━━━ Data lines
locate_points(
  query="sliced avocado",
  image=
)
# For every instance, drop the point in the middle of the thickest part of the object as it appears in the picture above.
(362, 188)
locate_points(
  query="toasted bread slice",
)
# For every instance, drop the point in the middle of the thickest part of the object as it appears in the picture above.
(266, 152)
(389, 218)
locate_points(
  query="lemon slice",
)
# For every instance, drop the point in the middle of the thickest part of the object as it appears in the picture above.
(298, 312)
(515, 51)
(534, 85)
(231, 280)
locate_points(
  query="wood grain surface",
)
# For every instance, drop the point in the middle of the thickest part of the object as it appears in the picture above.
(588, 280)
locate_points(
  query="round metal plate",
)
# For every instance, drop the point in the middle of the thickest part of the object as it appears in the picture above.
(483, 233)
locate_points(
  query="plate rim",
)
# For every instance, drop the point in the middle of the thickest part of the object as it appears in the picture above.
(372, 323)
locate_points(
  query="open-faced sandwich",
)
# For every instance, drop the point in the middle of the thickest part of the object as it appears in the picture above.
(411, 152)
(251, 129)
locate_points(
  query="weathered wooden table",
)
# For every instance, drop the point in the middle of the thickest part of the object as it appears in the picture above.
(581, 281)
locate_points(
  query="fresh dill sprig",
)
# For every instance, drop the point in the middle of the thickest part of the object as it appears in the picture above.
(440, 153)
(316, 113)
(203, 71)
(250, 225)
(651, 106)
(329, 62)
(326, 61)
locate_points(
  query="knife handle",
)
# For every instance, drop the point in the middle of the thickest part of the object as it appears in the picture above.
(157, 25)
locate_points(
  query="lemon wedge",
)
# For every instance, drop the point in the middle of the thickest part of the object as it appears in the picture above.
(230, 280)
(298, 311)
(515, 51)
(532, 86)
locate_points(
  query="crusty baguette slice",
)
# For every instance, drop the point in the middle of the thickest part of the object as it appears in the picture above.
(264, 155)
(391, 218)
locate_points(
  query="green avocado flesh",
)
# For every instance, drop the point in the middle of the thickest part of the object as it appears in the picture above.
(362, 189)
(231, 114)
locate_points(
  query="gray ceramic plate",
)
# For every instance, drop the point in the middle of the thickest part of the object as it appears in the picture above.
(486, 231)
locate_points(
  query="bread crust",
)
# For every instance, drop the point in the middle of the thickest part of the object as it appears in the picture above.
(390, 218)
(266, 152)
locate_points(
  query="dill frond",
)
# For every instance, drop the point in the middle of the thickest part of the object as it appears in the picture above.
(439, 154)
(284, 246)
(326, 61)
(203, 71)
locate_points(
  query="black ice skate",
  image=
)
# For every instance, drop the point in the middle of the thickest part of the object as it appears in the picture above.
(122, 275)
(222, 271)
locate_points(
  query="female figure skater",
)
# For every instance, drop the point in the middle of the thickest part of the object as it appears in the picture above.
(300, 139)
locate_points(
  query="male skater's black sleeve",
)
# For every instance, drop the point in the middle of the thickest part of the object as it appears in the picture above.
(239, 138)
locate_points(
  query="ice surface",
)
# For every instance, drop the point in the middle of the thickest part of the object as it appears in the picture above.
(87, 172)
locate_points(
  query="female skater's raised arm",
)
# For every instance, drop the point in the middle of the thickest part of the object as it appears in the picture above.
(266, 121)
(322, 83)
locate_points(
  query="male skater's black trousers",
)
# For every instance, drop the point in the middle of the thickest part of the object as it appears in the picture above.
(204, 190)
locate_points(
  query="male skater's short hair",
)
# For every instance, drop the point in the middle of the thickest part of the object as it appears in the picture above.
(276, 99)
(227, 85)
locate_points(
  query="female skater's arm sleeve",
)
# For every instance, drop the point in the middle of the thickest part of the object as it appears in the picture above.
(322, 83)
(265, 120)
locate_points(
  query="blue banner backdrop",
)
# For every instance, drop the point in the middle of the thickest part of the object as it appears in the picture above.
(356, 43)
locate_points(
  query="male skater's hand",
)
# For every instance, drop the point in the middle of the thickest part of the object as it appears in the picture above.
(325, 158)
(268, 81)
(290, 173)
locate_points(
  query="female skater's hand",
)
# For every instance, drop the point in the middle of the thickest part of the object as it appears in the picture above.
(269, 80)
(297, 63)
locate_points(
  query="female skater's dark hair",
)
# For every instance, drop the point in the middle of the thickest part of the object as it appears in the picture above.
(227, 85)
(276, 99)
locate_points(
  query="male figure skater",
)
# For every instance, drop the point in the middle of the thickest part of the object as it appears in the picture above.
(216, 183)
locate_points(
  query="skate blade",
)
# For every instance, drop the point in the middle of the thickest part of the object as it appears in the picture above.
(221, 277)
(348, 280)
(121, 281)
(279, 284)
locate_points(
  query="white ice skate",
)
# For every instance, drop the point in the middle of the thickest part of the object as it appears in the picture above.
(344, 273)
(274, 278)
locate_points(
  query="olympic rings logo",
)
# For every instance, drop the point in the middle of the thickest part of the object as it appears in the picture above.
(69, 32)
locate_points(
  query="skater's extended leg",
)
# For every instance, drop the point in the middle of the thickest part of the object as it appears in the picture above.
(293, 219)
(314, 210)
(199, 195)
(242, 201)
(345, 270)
━━━━━━
=== Short exercise ===
Retype all of the material above with every character intact.

=== Full response ===
locate_points(
  query="sliced avocado",
  image=
)
# For every instance, drop the point in the middle of the thickest part of the object as it appears in the picture above.
(362, 188)
locate_points(
  query="toasted bread slice",
)
# For every instance, drop the point in the middle of the thickest part of the object as it appears in the picture above.
(266, 152)
(389, 218)
locate_points(
  query="lemon slice",
)
# For every instance, drop the point in the middle of the thickest part of the object as it appears in the picture above.
(298, 312)
(515, 51)
(534, 85)
(231, 280)
locate_points(
  query="wood grain surface",
)
# For every instance, drop the point in the middle of the thickest part of the object as it appears in the picture above.
(588, 280)
locate_points(
  query="round metal plate",
)
# For every instance, drop the point in the middle of the thickest part of the object as it appears in the picture above.
(483, 233)
locate_points(
  query="plate rim",
)
# For every instance, drop the point in the middle of the thickest part of the object as it appears in the picture above.
(372, 323)
locate_points(
  query="open-faced sandwich",
)
# For every instance, drop the point in the middle of the thickest part of the object as it appears in the picture above.
(411, 152)
(251, 129)
locate_points(
  query="weathered wooden table",
)
# For every instance, drop the point in the middle of the thickest part of the object as it appears in the picture above.
(581, 281)
locate_points(
  query="fresh dill sprig",
)
# For every instance, drop the point in the middle of the thickest part of the object as it appears in the picture above.
(440, 153)
(316, 113)
(203, 71)
(250, 225)
(651, 106)
(329, 62)
(326, 61)
locate_points(
  query="knife handle",
)
# For every instance, drop the point in the middle of the thickest part of the object as it appears in the picture above.
(157, 25)
locate_points(
  query="lemon wedge",
)
# For every instance, drop the point in the middle of the thickest part of the object as it appears in the picture above.
(230, 280)
(298, 311)
(515, 51)
(532, 86)
locate_points(
  query="crusty baguette slice",
)
# For every instance, drop the point in the middle of the thickest part of the object as it appears in the picture above.
(264, 155)
(391, 218)
locate_points(
  query="green avocado flesh",
)
# For every instance, drop the point in the middle of the thickest part of the object as it appears in the picture above.
(362, 189)
(231, 114)
locate_points(
  query="gray ceramic plate",
)
# For every instance, drop the point in the middle of the thickest part of the object as it appears in the picture above.
(486, 231)
locate_points(
  query="bread crust",
)
# For every instance, drop the point in the middle of the thickest part of the object as it appears in the picture above.
(390, 218)
(266, 152)
locate_points(
  query="dill frond",
)
# For every instance, drop the point in the middle of the thickest part of the object as it appears in the picture above.
(439, 154)
(284, 246)
(326, 61)
(203, 71)
locate_points(
  query="black ice skate",
  image=
)
# For every instance, drop the point in the middle of the thickest part of the object as it appears in the picture above.
(122, 275)
(222, 271)
locate_points(
  query="female figure skater",
)
# For every instance, drop the point in the middle of the thickest part of the object as it appears in the picture above.
(300, 139)
locate_points(
  query="male skater's black sleeve",
)
# For every instance, drop the point in the middle of the thickest part of the object as it appears in the picture above.
(239, 138)
locate_points(
  query="ice surface",
)
# For every instance, drop the point in the middle of the thickest part of the object as it appears in the picture above.
(87, 172)
locate_points(
  query="female skater's raised arm",
)
# For every instance, drop the point in the middle of the thickest part of the object as it appears in the picture above.
(266, 121)
(322, 83)
locate_points(
  query="male skater's black trousers",
)
# For every instance, drop the point in the middle of the thickest part of the object as it appears in the picture above.
(204, 190)
locate_points(
  query="male skater's short hair",
)
# For every instance, drop the point in the middle of the thickest part of the object as it appears in the picture above.
(276, 99)
(227, 85)
locate_points(
  query="female skater's arm sleeve",
)
# For every instance, drop the point in the middle of the thickest part of the object as it appears in the picture above.
(322, 83)
(265, 120)
locate_points(
  query="blue banner backdrop",
)
# For every instance, drop the point in the middle of the thickest part of the object as it appears in the picture above.
(356, 43)
locate_points(
  query="male skater's hand",
)
# For every instance, drop the point in the middle of the thickest part of the object as it appears in the picture above.
(325, 158)
(268, 81)
(290, 173)
locate_points(
  query="female skater's hand",
)
# For every instance, drop the point in the middle of the thickest part of the object as it appears in the picture above.
(269, 80)
(297, 63)
locate_points(
  query="female skater's dark hair",
)
# For every instance, drop the point in the middle of the thickest part of the object as it appears in the picture above.
(227, 85)
(276, 99)
locate_points(
  query="male figure skater",
)
# For every instance, drop the point in the middle of the thickest part of the object as it appears in the picture above.
(216, 183)
locate_points(
  query="skate blade",
)
# For every instance, drop the point in the middle of the thickest part of the object as it appears in the picture above.
(221, 277)
(348, 280)
(121, 281)
(279, 284)
locate_points(
  query="white ice skate",
)
# For every instance, drop the point in the middle of the thickest part of the object as it appears in the picture above.
(344, 273)
(274, 278)
locate_points(
  query="olympic rings logo",
)
# For every instance, drop the point in the middle of the thickest part of the object as it appears in the picture above.
(69, 32)
locate_points(
  query="skater's extended leg",
)
# For every instance, drop the point in the middle of the thickest part of the object as it appears in the picture above.
(293, 219)
(314, 210)
(199, 195)
(242, 201)
(345, 270)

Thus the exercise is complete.